INSTRUCCIONES:
Enumera los objetos que el texto sobre los pepinos menciona a continuación de «A saber:».

TEXTO DE LECTURA:
□ □ □ □

Mientras nos rasgamos las vestiduras por un travesti disfrazado de virgen, un inapropiado autobús naranja, un burdel hinchable, un diccionario sexista y un europarlamentario machista, una se pregunta cómo es posible que todavía sea necesario discutir en las ágoras de Bizancio cuestiones que parecen tan obvias. Quizá estemos demasiado impregnados de ignorancia y superstición. Quizá todo este frenesí, esta indignación, esta reivindicación permanente oculte algún problema en el orden o el desorden sexual de nuestras vidas.
Y ya que ni políticos, ni periodistas, ni psicólogos, ni gurús ni confesores de credo alguno son capaces de aportar algo coherente, o al menos interesante, sobre estos asuntos, creo que habrá que buscar la respuesta en los pepinos, que también están de rabiosa actualidad.
Los pepinos son un evergreen, como se dice en la neolengua, porque son siempre verdes, muy verdes, y nunca pasan de moda. Desde los tiempos de Cleopatra hasta hoy en día, han sido unas hortalizas de lo más solicitadas. Hidratan, refrescan, desintoxican y desestresan. Además, gracias a su forma fálica, y cada vez más agigantada por cultivos nada biológicos, el pepino se ha hecho fuerte en la industria del sexo, o tal vez contra ella. ¿Para qué gastarnos dinero en vibradores si tenemos en el mercado de la plaza estas cucurbitáceas de propiedades cuasi milagrosas? Al parecer, una australiana decidió ir a ver la película erótica de moda. Pero para ello tenía que ir bien pertrechada, como es natural.
-Déme cuarto y mitad de pepinos, oiga, que me voy a ver las 50 sombras -le diría en inglés esta mujer a su tendero.
Como era una guarra, en el sentido literal y nunca sexual del término, la susodicha accedió a la sala y utilizó un pepino con fines masturbatorios, pues no se me ocurre otra utilidad en un cine. Y luego lo abandonó en la butaca para que algún incauto acomodador lo cogiera con las manos confundiéndolo con una caja de palomitas tiradas. Qué asco. ¿Es que no hay papeleras en Australia?
Mientras tanto, al otro lado del globo (a este lado) los bomberos londinenses alertan en una campaña de las perniciosas consecuencias del llamado “efecto Grey”, fenómeno por el cual las urgencias se están saturando de personas que reclaman auxilio con los más extravagantes objetos insertados donde no se debe. A saber: anillas de acero, bombillas de cristal, botellitas de Coca-Cola que generan el vacío y tubos succionadores varios. ¿Os imagináis aparecer por el hospital arrastrando el último modelo de aspiradora? Un papelón, y la casa sin barrer. Los firemen del Támesis, armados de cizallas hidráulicas para redimirnos de nuestras imprudencias sexuales, afirman que nunca se habían registrado tantos casos. Que es una emergencia social. Que no pueden apagar tantos fuegos.
Socorro. ¿Será que nos da vergüenza comprar un buen juguete erótico? ¿Será que pontificamos sobre la sexualidad del prójimo y escondemos la nuestra? ¿Será que somos simplemente unos hipócritas? ¿Será que tenemos penes y vulvas, pero no sabemos qué hacer con ellos? ¿O será que, al fin y al cabo, ya todo nos importa un pepino?

□ □ □ □

DATOS EXTRAÍDOS:
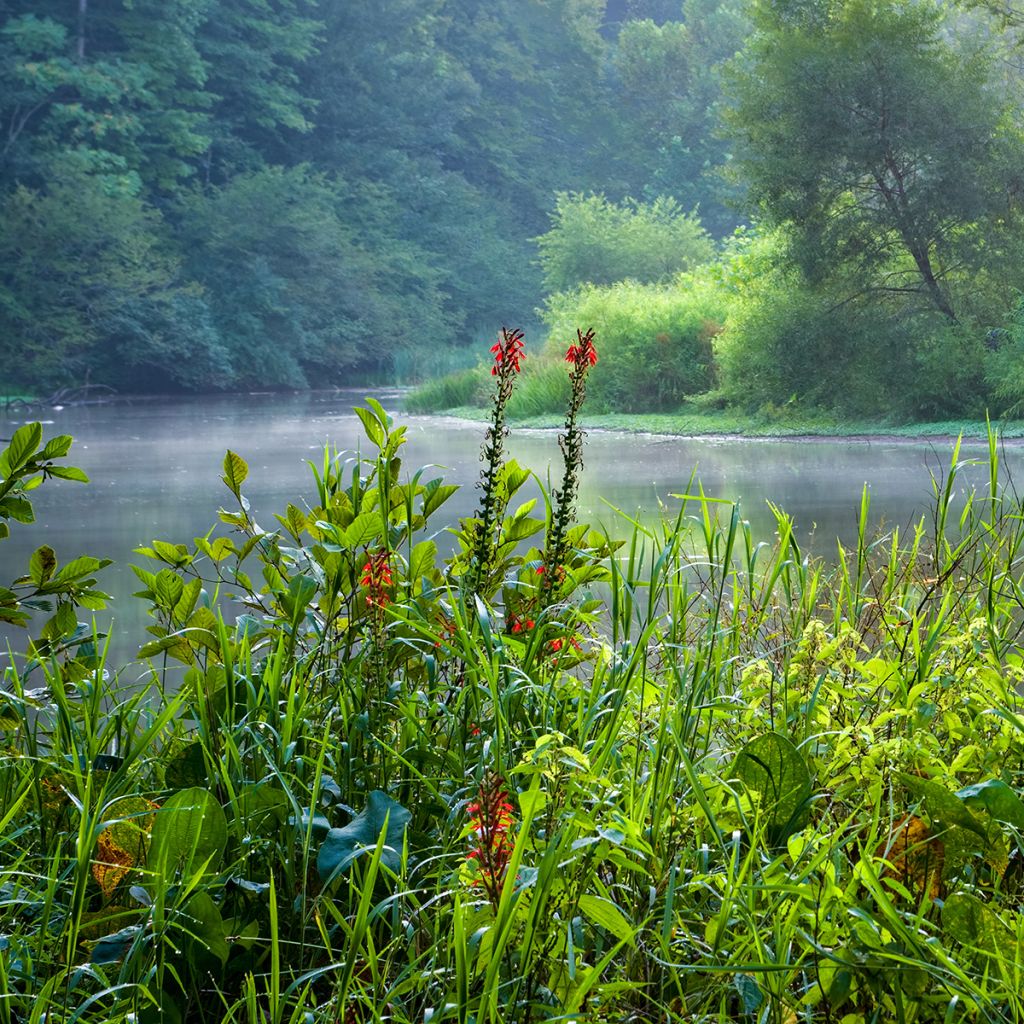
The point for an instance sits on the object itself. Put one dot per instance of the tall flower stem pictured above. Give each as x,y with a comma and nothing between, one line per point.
508,353
581,357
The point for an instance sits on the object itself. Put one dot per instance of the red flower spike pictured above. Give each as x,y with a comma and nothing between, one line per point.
491,820
508,352
376,578
584,353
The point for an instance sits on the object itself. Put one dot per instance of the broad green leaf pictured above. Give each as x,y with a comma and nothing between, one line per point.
69,473
423,560
41,564
772,767
996,798
56,448
605,914
365,527
187,767
168,588
22,448
435,494
112,948
372,425
941,805
236,471
204,931
18,509
968,921
189,832
343,846
78,568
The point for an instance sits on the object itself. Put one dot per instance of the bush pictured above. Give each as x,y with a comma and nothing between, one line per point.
466,387
654,340
595,242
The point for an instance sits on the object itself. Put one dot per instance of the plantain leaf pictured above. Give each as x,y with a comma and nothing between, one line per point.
772,767
342,846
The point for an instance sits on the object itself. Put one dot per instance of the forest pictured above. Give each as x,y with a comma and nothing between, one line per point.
534,761
757,205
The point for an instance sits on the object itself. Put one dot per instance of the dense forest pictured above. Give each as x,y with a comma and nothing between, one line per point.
267,194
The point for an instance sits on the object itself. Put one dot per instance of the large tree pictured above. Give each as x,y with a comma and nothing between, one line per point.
873,136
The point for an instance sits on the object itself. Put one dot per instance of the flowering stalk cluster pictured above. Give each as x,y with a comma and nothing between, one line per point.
508,351
377,580
492,819
581,357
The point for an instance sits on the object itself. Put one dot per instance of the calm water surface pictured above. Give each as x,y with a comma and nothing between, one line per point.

□ □ □ □

SOLUCIÓN:
- anillas de acero
- bombillas de cristal
- botellitas de Coca-Cola que generan el vacío
- tubos succionadores varios